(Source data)
****

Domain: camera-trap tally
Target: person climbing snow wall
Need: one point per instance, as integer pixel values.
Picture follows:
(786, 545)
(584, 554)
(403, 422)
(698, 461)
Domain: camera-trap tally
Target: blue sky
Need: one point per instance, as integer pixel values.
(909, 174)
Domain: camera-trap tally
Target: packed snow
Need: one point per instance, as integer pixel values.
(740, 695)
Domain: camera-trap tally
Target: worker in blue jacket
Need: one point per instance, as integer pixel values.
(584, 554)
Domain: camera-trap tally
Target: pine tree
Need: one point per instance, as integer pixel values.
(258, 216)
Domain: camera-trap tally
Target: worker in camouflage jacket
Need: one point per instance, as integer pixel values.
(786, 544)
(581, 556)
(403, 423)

****

EXERCISE AIM — Find every line above where the word "Target" occurs, and copy that line.

FINISHED EXERCISE —
Target: person climbing snow wall
Target: blue sky
Target: packed snow
Target: worker in blue jacket
Target: pine tree
Target: worker in camouflage jacket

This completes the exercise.